Work instructions →
Collect each line of the records below that contains the string "fireplace", and reproduce every such line in full.
##### Provided entries #####
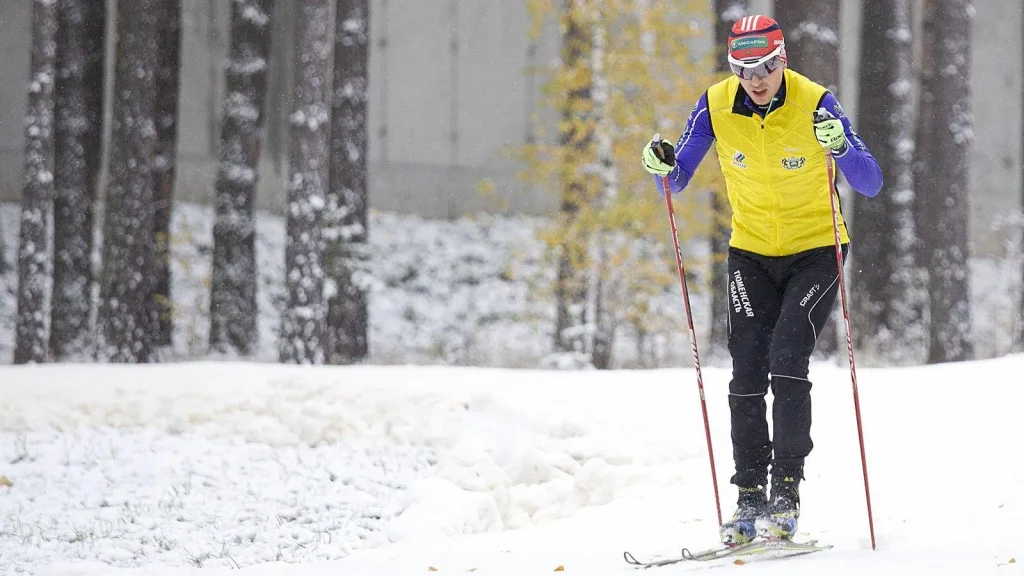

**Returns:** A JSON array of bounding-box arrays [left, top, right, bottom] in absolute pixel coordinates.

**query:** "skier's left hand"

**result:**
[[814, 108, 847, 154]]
#####
##### Provided entries #####
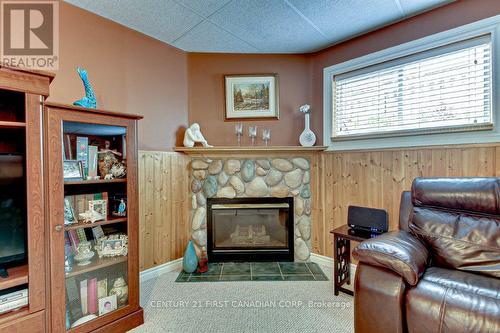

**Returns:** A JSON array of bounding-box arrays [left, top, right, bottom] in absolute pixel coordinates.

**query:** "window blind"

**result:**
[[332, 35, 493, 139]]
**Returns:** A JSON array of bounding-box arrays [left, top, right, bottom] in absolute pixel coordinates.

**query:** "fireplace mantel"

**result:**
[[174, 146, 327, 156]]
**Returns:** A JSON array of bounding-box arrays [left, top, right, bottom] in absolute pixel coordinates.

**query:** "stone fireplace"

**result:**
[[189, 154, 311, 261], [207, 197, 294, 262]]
#####
The reply →
**query:** "fireplace mantel"
**query:** "stone fireplace"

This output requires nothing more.